## Material provided
----
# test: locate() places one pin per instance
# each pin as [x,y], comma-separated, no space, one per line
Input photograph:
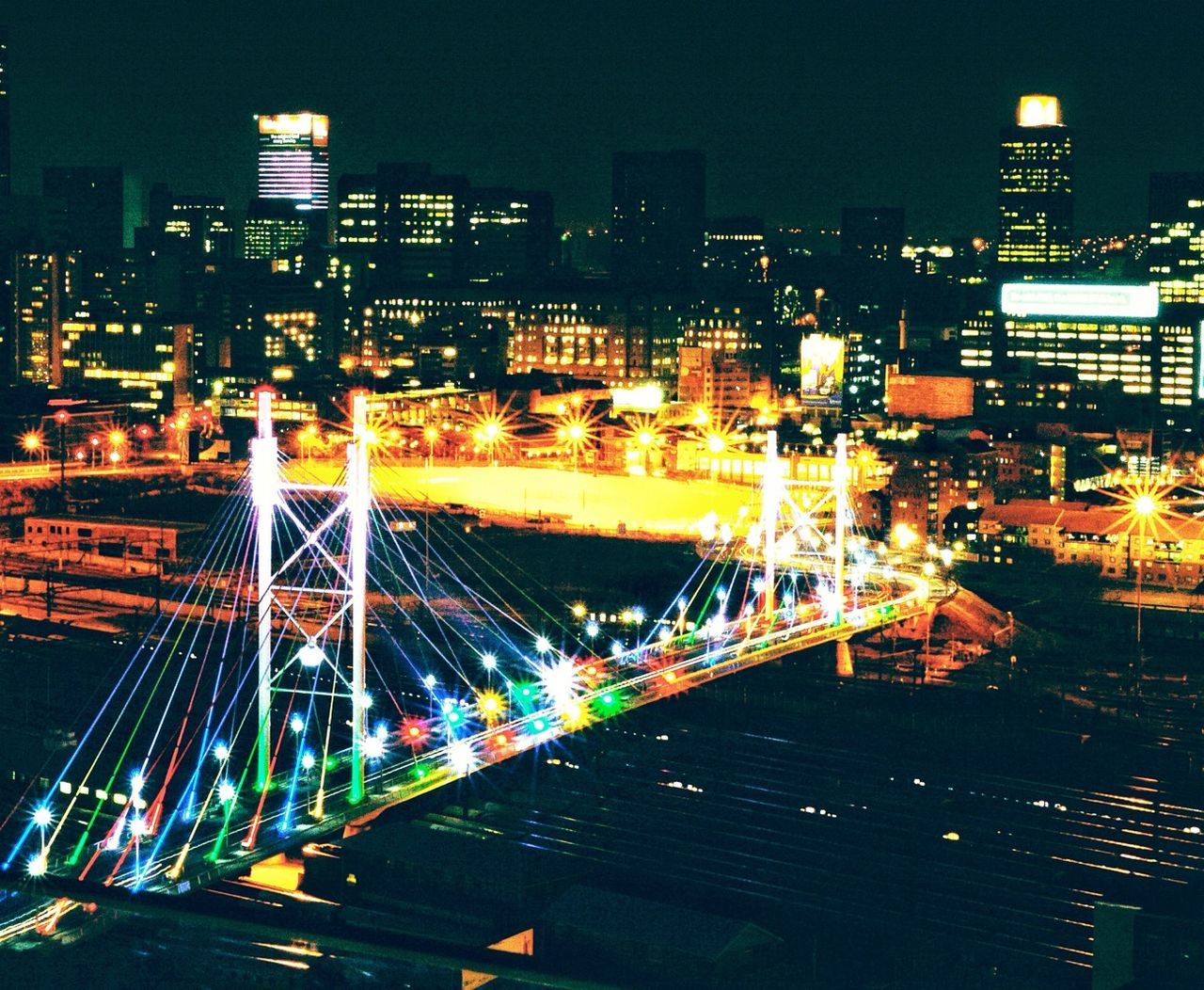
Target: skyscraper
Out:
[507,235]
[91,202]
[657,216]
[421,220]
[293,159]
[5,125]
[872,233]
[1177,236]
[1036,190]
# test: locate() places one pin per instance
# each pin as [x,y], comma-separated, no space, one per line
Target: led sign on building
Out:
[1069,299]
[821,369]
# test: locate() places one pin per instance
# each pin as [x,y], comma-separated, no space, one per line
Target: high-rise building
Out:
[872,233]
[274,229]
[657,216]
[421,220]
[200,225]
[356,224]
[1036,190]
[734,248]
[5,120]
[1177,236]
[293,159]
[37,347]
[1108,334]
[508,233]
[91,203]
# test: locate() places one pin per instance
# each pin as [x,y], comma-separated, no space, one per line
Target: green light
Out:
[527,695]
[609,704]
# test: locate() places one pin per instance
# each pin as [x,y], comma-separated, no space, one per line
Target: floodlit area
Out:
[601,503]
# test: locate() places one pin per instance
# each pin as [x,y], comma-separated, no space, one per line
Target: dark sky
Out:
[800,106]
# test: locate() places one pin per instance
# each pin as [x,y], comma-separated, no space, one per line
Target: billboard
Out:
[313,125]
[1073,299]
[820,370]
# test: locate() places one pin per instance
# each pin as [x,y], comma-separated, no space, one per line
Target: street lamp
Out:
[1145,507]
[31,442]
[431,435]
[61,417]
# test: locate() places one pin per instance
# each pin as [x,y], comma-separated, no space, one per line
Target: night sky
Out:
[800,111]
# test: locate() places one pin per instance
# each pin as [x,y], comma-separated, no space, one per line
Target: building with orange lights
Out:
[1036,190]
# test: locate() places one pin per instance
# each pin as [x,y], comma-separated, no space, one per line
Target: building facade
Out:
[657,216]
[1036,192]
[293,159]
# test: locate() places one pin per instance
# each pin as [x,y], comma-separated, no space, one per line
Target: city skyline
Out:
[799,115]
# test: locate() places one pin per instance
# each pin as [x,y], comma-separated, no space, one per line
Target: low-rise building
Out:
[1169,551]
[108,536]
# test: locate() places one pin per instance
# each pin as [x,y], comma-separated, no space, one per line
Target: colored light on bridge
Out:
[573,715]
[490,705]
[416,732]
[310,655]
[609,704]
[559,680]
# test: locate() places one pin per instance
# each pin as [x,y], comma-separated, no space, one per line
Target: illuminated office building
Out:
[274,231]
[5,120]
[198,224]
[872,233]
[1177,236]
[1108,334]
[508,233]
[293,159]
[421,220]
[38,292]
[90,202]
[1036,190]
[134,357]
[657,216]
[734,248]
[356,223]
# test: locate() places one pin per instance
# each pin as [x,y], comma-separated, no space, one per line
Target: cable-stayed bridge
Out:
[331,657]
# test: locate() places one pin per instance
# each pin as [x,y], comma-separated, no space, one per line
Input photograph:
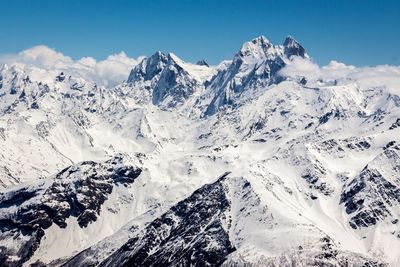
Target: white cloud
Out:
[366,77]
[109,72]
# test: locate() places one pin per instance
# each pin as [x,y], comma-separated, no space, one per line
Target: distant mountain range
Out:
[263,160]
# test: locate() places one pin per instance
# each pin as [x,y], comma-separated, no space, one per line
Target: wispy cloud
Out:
[366,77]
[109,72]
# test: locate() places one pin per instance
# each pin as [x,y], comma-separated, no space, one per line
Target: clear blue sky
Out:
[358,32]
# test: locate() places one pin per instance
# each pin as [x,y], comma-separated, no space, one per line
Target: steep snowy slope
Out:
[308,165]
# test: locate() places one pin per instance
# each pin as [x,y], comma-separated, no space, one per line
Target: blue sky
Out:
[357,32]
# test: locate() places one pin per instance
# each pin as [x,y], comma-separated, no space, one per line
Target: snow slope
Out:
[308,165]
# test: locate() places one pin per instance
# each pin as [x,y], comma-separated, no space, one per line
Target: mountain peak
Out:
[293,48]
[202,62]
[256,48]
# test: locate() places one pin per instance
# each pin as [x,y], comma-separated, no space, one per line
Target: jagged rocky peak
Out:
[164,78]
[258,48]
[293,48]
[202,62]
[79,191]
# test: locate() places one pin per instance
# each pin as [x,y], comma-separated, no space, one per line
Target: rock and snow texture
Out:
[308,161]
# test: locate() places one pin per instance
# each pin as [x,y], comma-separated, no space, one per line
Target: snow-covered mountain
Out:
[263,160]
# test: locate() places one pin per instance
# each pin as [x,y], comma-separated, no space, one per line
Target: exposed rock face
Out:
[190,234]
[77,191]
[255,65]
[168,83]
[375,193]
[313,162]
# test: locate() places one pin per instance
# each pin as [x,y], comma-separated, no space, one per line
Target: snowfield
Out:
[264,160]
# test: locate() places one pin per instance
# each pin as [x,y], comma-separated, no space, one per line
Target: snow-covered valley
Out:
[263,160]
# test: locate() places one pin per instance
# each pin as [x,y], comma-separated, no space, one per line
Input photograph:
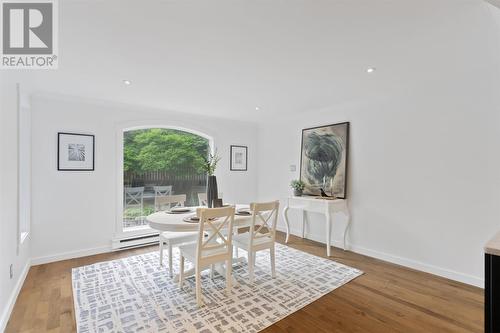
----
## Problem
Gather every line of the material above that contains the string "cloud", and list each one in full.

## Solution below
Target: white cloud
Target: wispy cloud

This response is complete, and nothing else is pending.